:: Challenge ::
Rewrite the listing below with "vertex pairs" switched to "coordinate pairs" everywhere it appears, keeping everything else the same. Leave the pictures out.

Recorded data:
========
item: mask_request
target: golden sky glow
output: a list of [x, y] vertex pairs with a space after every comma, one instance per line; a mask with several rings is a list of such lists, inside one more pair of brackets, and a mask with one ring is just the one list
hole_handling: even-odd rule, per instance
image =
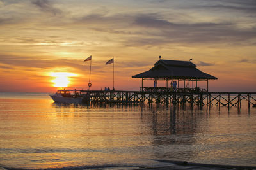
[[[132, 76], [163, 59], [189, 60], [218, 78], [212, 91], [255, 91], [255, 1], [0, 0], [0, 90], [138, 90]], [[152, 82], [147, 82], [151, 83]]]
[[52, 82], [56, 87], [68, 87], [70, 83], [70, 77], [76, 76], [74, 74], [67, 72], [52, 72], [50, 74], [53, 77]]

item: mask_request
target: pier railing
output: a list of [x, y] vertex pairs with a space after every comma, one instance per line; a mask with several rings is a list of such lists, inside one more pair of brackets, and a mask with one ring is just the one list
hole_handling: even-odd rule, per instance
[[168, 91], [90, 91], [92, 103], [142, 104], [185, 104], [241, 107], [256, 106], [256, 92], [168, 92]]

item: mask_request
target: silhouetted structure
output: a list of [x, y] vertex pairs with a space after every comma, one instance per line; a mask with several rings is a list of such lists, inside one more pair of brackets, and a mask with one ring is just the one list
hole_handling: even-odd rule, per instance
[[[191, 61], [160, 59], [154, 65], [154, 66], [150, 70], [132, 76], [132, 78], [142, 79], [141, 87], [140, 87], [140, 91], [172, 91], [173, 89], [172, 88], [172, 85], [170, 85], [171, 88], [168, 88], [168, 81], [171, 81], [172, 85], [172, 83], [174, 82], [173, 81], [177, 80], [178, 81], [177, 85], [177, 91], [208, 92], [208, 80], [218, 79], [214, 76], [200, 71], [196, 68], [196, 66]], [[156, 82], [156, 87], [143, 87], [144, 80], [154, 80]], [[165, 87], [159, 87], [157, 86], [158, 80], [166, 80], [166, 86]], [[184, 82], [183, 88], [180, 87], [180, 81]], [[194, 81], [195, 82], [195, 87]], [[200, 89], [198, 87], [198, 81], [206, 81], [207, 88]], [[189, 87], [190, 82], [192, 82], [191, 87]]]

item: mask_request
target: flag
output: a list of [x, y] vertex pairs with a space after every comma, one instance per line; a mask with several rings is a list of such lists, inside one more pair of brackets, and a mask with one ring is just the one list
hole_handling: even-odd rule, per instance
[[109, 60], [108, 61], [107, 61], [107, 62], [106, 63], [106, 65], [107, 64], [109, 64], [111, 63], [114, 62], [114, 58], [112, 58], [111, 59]]
[[88, 57], [87, 59], [86, 59], [84, 60], [84, 62], [88, 61], [88, 60], [92, 60], [92, 55], [90, 56], [89, 57]]

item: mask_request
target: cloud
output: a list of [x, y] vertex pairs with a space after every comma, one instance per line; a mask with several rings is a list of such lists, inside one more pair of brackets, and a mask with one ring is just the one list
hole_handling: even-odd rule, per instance
[[248, 59], [243, 58], [241, 59], [241, 60], [239, 60], [237, 61], [237, 62], [243, 62], [243, 63], [255, 63], [256, 60], [250, 60]]
[[36, 0], [32, 1], [32, 4], [39, 8], [42, 11], [51, 13], [56, 16], [62, 14], [62, 11], [57, 8], [52, 6], [52, 4], [48, 0]]
[[199, 63], [197, 64], [197, 65], [200, 66], [211, 66], [215, 65], [215, 64], [211, 62], [205, 62], [203, 61], [200, 61]]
========
:: Solved exercise ::
item: mask_request
target: golden sky glow
output: a list of [x, y] coordinate pairs with a space after every comma, one instance per line; a mask with several rings is a list of such lists, inside one more pair of brackets, and a mask with one ring is just the one list
hole_handling: even-odd rule, per instance
image =
[[[132, 76], [163, 59], [189, 60], [218, 78], [212, 91], [255, 91], [255, 1], [0, 0], [0, 90], [138, 90]], [[152, 82], [147, 82], [151, 83]]]
[[52, 82], [56, 87], [68, 87], [70, 83], [70, 77], [76, 76], [74, 74], [67, 72], [52, 72], [50, 74], [53, 77]]

item: mask_request
target: pier railing
output: a list of [x, y] coordinate pairs with a space after every comma, one instance per line; a mask with several rings is a list of such lists, inside one more pair of brackets, and a mask with one ring is just the one list
hole_handling: even-odd rule, per instance
[[168, 91], [90, 91], [92, 103], [142, 104], [185, 104], [241, 107], [256, 106], [256, 92], [168, 92]]

item: mask_request
target: silhouetted structure
output: a list of [x, y] coordinate pairs with a space after every comma, one instance per line; a mask with several rings is a list of such lists, inside one more pair of brackets, and a mask with one ring is just the one list
hole_handling: even-odd rule, per instance
[[[191, 61], [160, 59], [154, 65], [154, 66], [150, 70], [132, 76], [132, 78], [142, 79], [141, 87], [140, 87], [140, 91], [172, 91], [173, 89], [172, 88], [172, 85], [170, 85], [171, 88], [168, 88], [168, 81], [171, 81], [172, 85], [172, 83], [174, 82], [173, 81], [177, 80], [178, 81], [177, 85], [177, 91], [208, 92], [208, 80], [218, 79], [214, 76], [200, 71], [196, 68], [196, 66]], [[156, 82], [156, 87], [143, 87], [144, 80], [154, 80]], [[165, 87], [159, 87], [157, 86], [158, 80], [166, 80], [166, 86]], [[184, 82], [183, 88], [180, 87], [180, 81]], [[194, 81], [195, 82], [195, 87]], [[200, 89], [198, 87], [198, 81], [206, 81], [207, 88]], [[189, 87], [190, 82], [192, 82], [191, 87]]]

item: mask_request
target: flag
output: a list of [x, y] coordinate pairs with a space after every comma, one instance per line; a mask with several rings is a list of such lists, inside one more pair of brackets, and a mask with one ring is just the one list
hole_handling: even-odd rule, per instance
[[109, 60], [108, 61], [107, 61], [107, 62], [106, 63], [106, 65], [107, 64], [109, 64], [111, 63], [114, 62], [114, 58], [112, 58], [111, 59]]
[[88, 57], [87, 59], [86, 59], [84, 60], [84, 62], [88, 61], [88, 60], [92, 60], [92, 55], [90, 56], [89, 57]]

item: mask_request
target: cloud
output: a list of [x, y] coordinate pairs with a space after every comma, one instance per line; a mask with several rings is a list of such lists, inside one more pair of brackets, and a mask with one ring is just the one list
hole_handling: even-odd rule, per instance
[[248, 59], [243, 58], [241, 59], [241, 60], [239, 60], [237, 61], [237, 62], [243, 62], [243, 63], [255, 63], [256, 60], [250, 60]]
[[36, 0], [32, 1], [32, 4], [39, 8], [42, 11], [51, 13], [56, 16], [62, 14], [62, 11], [57, 8], [52, 6], [52, 4], [48, 0]]
[[199, 63], [197, 64], [197, 65], [200, 66], [211, 66], [215, 65], [215, 64], [211, 62], [205, 62], [203, 61], [200, 61]]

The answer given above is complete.